WHAT YOU SHOULD DO:
Return the lines of the material below exactly, beginning with the line that has "racket shown in the photo above." in it and finishing with the line that has "road shown in the photo above." in it. Leave all pictures aside.

DATASET RECORDS:
========

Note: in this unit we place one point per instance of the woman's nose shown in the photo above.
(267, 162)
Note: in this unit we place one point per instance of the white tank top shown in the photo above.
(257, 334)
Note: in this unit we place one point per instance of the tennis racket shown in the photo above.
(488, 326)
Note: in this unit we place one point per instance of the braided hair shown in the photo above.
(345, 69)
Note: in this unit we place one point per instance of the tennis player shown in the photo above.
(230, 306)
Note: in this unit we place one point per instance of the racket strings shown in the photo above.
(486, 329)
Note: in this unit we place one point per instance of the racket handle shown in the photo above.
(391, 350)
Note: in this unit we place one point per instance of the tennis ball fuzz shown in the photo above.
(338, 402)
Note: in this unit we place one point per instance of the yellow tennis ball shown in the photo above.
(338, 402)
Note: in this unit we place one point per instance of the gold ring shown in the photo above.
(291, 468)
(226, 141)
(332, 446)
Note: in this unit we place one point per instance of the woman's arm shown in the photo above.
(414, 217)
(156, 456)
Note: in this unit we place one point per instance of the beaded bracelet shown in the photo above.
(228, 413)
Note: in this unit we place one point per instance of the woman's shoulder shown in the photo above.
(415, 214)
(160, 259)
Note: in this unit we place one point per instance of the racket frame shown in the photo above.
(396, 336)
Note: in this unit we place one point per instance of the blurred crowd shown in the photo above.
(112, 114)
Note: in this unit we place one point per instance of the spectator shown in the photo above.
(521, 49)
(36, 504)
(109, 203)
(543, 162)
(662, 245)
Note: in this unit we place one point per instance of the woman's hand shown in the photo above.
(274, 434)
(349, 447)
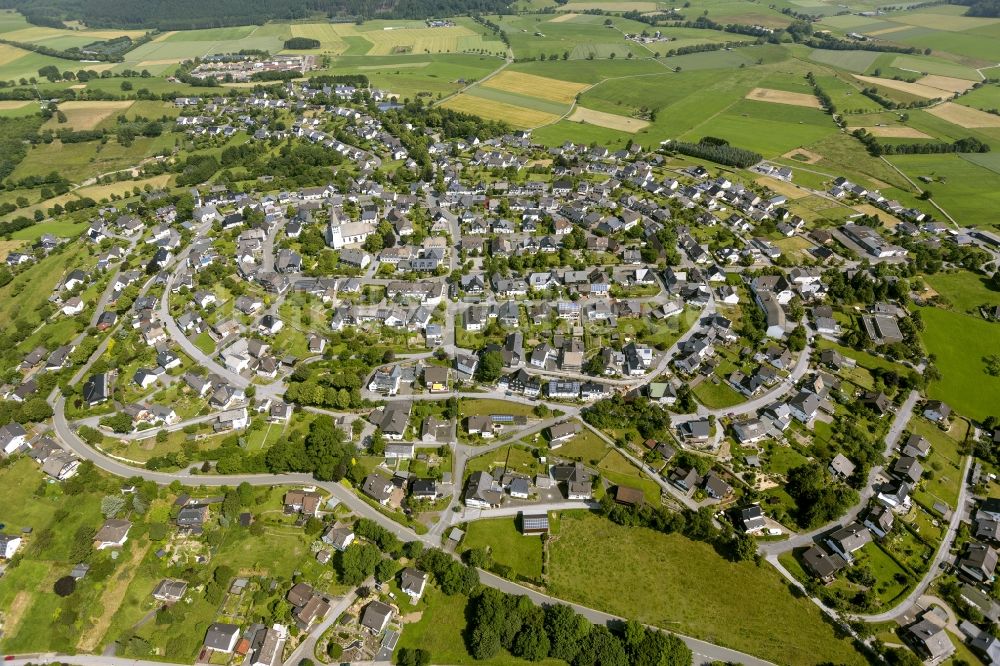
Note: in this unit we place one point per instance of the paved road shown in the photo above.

========

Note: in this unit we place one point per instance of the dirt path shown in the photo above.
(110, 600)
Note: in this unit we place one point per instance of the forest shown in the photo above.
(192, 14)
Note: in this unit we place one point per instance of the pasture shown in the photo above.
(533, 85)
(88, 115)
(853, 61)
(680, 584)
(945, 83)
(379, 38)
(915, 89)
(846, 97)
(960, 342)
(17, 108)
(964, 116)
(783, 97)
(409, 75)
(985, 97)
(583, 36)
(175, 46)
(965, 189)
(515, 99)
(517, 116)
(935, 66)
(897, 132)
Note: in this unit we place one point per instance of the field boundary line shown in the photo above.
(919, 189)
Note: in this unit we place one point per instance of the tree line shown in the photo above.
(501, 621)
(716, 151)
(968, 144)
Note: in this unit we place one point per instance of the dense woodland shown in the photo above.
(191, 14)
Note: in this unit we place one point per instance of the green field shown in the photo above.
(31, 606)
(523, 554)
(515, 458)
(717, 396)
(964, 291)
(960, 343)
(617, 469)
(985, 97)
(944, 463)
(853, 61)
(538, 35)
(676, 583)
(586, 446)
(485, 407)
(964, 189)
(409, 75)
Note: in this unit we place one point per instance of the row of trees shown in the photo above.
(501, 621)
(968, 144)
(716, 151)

========

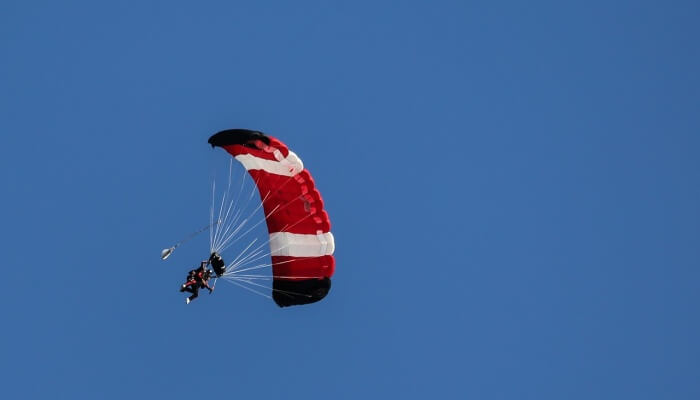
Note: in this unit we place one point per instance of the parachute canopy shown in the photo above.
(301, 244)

========

ANSWER FOR THE TASK:
Note: in this unit we place one point per instance of the tennis racket shown in the photo above.
(488, 326)
Note: in this unit we place one point per instance of the braided hair shown in the photo above.
(345, 69)
Note: in this unit we place one point per instance of the tennis player shown in the photo above.
(230, 306)
Note: in this unit we place one point per instance of the racket strings shown in the photo above.
(486, 329)
Note: in this unit we place one point per instance of the racket handle shown in the photo above.
(391, 350)
Note: in this unit we place one point per instance of the tennis ball fuzz shown in the photo above.
(338, 402)
Note: in this unit we place one point per instance of the yellow tennis ball shown in the photo above.
(338, 402)
Note: in this unit we place one point per instance of the gold ring shown in the photo above.
(291, 468)
(226, 141)
(332, 446)
Note: in this unit we place one point per instance of the woman's arm shown in the photo above.
(414, 217)
(156, 456)
Note: in this unit we place one point per instance of the beaded bracelet shown in the photo above.
(228, 413)
Note: in this unit we place one point per instance of the woman's shoulder shown in the photo above.
(415, 214)
(160, 259)
Note: in this unit we place one point per instance of the racket frame shown in the photo above.
(396, 336)
Note: in this unit we place one point per instance of the blurred crowd shown in the photo above.
(112, 114)
Note: in this unit we place one point per instance of the spectator shown in the photo above.
(521, 49)
(36, 504)
(109, 203)
(543, 162)
(662, 245)
Note: in this unit we place one point per instance of the woman's hand shown in the photo above.
(274, 434)
(349, 447)
Note: in this unit we place one point per instance of the paved road shown in the photo above.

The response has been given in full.